*Exercise*:
Scan the listing and copy each line where the word "bird" is present.

=== Records for the task ===

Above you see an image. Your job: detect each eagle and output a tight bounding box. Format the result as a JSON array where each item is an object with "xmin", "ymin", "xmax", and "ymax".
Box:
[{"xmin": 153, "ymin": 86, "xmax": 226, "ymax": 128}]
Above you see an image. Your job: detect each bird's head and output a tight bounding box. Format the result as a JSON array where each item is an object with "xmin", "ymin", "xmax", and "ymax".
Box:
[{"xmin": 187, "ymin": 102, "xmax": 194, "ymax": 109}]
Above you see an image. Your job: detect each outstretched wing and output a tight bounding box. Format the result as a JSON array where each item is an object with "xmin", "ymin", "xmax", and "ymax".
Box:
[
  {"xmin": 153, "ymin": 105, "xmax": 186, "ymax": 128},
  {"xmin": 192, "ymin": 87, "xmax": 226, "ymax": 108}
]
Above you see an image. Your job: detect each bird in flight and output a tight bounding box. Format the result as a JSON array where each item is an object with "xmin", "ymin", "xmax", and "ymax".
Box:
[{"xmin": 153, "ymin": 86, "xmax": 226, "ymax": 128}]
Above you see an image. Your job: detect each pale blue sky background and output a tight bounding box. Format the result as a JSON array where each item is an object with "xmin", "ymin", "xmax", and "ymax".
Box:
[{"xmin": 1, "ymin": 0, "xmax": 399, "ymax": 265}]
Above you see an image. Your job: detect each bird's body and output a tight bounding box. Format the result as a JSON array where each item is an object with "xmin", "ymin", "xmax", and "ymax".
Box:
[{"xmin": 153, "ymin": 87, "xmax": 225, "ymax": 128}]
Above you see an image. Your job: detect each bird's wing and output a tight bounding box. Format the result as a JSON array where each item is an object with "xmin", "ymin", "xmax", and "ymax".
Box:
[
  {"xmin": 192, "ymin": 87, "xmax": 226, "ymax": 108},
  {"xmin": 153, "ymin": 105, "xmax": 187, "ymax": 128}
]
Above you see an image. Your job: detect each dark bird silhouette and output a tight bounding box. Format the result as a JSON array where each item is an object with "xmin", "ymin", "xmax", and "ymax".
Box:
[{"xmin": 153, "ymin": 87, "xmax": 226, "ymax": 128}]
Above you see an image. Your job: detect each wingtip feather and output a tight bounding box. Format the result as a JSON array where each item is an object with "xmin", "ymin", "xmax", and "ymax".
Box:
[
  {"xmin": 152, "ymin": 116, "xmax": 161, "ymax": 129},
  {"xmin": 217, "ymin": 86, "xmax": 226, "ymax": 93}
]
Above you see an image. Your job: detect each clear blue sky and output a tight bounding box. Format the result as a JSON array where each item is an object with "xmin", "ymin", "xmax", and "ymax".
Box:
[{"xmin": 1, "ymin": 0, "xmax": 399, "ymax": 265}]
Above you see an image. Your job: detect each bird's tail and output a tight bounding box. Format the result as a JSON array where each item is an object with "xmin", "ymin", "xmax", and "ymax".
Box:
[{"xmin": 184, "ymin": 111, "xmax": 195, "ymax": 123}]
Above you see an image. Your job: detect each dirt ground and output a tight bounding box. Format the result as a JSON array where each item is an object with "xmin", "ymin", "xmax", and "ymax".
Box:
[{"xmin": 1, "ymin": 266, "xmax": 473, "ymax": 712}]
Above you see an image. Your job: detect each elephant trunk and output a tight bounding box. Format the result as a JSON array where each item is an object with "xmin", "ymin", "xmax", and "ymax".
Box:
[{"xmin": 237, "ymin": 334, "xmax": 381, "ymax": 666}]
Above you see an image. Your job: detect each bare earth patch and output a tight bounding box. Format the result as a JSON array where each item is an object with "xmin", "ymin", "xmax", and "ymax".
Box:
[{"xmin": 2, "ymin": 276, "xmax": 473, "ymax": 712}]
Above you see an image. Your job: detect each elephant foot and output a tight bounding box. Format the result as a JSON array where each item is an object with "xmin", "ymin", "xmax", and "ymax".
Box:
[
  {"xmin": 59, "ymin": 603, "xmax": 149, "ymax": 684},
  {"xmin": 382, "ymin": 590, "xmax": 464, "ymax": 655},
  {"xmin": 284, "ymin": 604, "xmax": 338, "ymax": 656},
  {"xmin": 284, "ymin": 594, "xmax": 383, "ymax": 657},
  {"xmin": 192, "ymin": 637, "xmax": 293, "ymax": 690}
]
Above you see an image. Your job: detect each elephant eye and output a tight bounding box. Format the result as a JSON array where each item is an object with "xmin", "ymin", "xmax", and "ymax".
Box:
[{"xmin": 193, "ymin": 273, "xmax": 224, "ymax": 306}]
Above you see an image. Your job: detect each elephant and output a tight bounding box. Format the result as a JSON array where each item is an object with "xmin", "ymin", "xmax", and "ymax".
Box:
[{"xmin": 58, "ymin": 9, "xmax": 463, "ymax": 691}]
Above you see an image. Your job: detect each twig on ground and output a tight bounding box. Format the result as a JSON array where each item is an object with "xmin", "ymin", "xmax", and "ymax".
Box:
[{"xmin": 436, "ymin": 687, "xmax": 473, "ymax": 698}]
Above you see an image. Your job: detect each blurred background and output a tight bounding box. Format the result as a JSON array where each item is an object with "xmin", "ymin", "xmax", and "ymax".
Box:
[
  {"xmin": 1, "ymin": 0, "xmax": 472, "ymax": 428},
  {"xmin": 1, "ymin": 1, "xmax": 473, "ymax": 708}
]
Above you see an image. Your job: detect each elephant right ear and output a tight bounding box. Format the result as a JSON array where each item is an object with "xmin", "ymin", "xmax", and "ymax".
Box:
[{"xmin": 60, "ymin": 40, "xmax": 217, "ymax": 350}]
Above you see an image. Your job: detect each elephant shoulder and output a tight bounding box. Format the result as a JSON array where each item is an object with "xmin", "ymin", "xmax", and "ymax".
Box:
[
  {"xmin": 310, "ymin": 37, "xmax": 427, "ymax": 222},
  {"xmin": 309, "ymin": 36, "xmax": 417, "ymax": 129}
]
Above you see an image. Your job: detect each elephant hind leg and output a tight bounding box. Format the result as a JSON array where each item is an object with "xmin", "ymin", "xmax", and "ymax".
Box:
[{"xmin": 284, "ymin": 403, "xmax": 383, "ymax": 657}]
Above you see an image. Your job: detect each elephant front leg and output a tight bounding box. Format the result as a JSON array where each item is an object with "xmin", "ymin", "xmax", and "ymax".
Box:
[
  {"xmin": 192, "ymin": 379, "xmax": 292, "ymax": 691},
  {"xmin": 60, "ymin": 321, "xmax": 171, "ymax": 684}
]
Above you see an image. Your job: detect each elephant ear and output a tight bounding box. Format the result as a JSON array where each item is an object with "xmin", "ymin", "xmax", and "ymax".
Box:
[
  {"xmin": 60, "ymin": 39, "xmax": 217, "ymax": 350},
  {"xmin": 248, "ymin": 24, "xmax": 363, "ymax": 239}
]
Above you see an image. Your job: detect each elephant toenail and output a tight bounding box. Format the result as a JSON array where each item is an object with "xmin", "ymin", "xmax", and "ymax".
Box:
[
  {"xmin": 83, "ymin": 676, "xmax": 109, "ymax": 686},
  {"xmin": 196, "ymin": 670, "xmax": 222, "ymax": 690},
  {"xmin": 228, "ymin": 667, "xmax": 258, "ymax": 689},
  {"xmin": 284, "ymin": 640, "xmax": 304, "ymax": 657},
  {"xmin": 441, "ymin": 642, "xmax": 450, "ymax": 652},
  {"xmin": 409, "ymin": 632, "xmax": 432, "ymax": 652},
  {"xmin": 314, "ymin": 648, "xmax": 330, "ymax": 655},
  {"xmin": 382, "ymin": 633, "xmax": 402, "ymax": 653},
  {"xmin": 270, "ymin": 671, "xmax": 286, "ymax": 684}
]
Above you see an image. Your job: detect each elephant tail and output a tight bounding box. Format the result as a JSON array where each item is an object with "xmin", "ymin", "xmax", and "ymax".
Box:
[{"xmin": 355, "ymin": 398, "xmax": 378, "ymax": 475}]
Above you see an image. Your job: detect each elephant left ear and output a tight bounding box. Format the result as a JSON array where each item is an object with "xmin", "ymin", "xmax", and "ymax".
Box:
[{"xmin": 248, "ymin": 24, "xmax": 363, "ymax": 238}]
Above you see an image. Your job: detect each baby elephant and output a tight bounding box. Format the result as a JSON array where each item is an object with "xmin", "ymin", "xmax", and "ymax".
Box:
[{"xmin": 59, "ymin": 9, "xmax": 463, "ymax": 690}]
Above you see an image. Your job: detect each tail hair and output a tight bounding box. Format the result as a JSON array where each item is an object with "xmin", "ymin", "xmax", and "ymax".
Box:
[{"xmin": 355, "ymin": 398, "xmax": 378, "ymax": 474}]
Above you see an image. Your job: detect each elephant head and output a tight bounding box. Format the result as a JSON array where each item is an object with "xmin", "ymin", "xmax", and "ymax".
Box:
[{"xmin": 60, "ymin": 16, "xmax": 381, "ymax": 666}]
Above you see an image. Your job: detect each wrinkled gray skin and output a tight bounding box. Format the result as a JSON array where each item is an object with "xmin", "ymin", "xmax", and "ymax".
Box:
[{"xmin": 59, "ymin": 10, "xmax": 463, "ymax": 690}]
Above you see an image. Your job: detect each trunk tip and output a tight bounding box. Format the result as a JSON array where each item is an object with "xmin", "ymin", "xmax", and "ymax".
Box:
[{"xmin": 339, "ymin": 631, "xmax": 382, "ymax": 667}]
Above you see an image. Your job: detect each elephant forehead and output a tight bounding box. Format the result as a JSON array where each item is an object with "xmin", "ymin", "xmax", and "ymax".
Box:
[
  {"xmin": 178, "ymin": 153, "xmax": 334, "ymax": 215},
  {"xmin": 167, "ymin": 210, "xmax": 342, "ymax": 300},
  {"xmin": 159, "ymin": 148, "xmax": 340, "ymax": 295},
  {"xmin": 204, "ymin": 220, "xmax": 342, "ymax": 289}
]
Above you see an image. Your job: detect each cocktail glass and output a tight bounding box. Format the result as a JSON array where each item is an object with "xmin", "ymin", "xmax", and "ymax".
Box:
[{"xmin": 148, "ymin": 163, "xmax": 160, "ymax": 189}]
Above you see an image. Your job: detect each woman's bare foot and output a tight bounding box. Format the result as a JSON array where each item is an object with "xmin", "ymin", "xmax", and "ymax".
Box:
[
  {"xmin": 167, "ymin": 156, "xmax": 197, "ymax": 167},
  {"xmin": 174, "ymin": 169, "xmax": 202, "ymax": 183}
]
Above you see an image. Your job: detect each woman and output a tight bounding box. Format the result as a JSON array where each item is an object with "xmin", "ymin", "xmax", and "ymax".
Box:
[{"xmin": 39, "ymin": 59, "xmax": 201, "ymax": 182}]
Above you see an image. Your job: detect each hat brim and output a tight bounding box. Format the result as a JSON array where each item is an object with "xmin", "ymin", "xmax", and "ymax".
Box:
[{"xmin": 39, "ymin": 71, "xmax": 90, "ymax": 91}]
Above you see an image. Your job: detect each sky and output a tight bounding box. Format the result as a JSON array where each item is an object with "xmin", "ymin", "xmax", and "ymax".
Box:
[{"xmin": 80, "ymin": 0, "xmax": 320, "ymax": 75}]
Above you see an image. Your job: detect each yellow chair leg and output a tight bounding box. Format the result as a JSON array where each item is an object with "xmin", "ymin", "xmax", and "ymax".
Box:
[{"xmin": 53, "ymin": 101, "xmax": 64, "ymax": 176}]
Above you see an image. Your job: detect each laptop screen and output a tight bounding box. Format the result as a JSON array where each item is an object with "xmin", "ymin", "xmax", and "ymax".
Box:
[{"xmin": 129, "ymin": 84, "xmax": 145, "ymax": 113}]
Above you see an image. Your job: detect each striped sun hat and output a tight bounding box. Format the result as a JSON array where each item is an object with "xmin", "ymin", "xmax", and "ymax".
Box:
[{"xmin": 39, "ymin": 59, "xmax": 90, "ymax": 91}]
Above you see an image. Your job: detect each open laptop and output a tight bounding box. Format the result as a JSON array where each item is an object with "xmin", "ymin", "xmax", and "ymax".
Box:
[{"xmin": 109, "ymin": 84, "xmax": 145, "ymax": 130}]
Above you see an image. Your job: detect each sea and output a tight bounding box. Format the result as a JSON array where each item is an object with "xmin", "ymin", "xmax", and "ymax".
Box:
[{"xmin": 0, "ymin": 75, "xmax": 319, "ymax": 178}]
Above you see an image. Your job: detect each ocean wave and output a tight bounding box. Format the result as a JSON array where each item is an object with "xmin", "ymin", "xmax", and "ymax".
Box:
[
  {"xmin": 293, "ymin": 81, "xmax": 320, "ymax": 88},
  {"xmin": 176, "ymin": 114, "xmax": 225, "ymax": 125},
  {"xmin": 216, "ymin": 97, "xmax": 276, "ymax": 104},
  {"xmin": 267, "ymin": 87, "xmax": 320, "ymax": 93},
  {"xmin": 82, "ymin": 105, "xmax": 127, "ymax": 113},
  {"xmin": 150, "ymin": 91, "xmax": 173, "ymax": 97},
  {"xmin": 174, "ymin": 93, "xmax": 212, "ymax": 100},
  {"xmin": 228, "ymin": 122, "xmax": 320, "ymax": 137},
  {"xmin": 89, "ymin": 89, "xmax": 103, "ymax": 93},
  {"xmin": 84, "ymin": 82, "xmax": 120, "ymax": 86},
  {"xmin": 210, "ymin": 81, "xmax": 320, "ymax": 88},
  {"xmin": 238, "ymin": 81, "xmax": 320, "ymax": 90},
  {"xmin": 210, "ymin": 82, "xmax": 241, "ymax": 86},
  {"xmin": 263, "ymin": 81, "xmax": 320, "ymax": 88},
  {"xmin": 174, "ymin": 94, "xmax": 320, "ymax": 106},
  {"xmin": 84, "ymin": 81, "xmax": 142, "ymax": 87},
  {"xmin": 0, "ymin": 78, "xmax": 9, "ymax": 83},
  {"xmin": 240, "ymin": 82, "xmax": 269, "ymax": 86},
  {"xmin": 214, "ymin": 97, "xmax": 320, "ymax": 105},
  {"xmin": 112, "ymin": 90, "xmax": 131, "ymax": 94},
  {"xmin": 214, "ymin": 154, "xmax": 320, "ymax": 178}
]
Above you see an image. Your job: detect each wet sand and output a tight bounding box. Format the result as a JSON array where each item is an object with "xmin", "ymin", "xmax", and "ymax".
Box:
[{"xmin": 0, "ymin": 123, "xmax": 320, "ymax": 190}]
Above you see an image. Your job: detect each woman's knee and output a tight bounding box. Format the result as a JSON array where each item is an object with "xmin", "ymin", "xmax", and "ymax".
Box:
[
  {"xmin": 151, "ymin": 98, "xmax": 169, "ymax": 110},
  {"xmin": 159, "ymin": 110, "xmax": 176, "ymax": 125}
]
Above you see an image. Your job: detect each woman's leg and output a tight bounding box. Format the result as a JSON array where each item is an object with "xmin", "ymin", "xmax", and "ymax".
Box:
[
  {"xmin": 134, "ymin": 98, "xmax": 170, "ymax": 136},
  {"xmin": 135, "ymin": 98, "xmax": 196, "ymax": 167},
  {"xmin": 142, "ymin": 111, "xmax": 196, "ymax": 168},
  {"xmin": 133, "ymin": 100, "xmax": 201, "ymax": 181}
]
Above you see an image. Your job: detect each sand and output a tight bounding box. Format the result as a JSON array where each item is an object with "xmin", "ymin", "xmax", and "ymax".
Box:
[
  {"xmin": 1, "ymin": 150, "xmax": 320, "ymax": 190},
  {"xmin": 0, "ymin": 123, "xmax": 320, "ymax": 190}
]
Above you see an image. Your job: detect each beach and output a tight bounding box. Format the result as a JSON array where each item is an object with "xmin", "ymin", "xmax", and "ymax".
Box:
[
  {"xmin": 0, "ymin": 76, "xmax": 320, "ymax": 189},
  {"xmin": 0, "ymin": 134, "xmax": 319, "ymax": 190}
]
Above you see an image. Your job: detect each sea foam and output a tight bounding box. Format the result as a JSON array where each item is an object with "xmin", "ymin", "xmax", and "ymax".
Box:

===

*Exercise answer*:
Above you see an image. Your job: detect each bird's head and output a tight bounding box. Format the result as a JSON array where each item is an object with "xmin", "ymin", "xmax", and "ymax".
Above you see an image. Your job: detect each bird in flight and output a tight bounding box. Format the result as a JSON array where each item is an object with "xmin", "ymin", "xmax", and "ymax".
Above you see an image. Your job: detect each bird's body and output a tight bounding box. Format the result as a JSON array where each item is an object with "xmin", "ymin", "xmax", and "ymax".
Above you see an image. Your job: detect each bird's wing and output a tight bounding box. Format the result as a JSON array where each item is an object with "xmin", "ymin", "xmax", and "ymax".
Above you see an image. Your job: detect each dark bird silhouette and output a tight bounding box. Format the result as a JSON array where each item is an object with "xmin", "ymin", "xmax", and "ymax".
Above you see an image. Your job: detect each bird's tail and output a tight bounding box. Format the result as a JSON array where each item is an object with "xmin", "ymin", "xmax", and "ymax".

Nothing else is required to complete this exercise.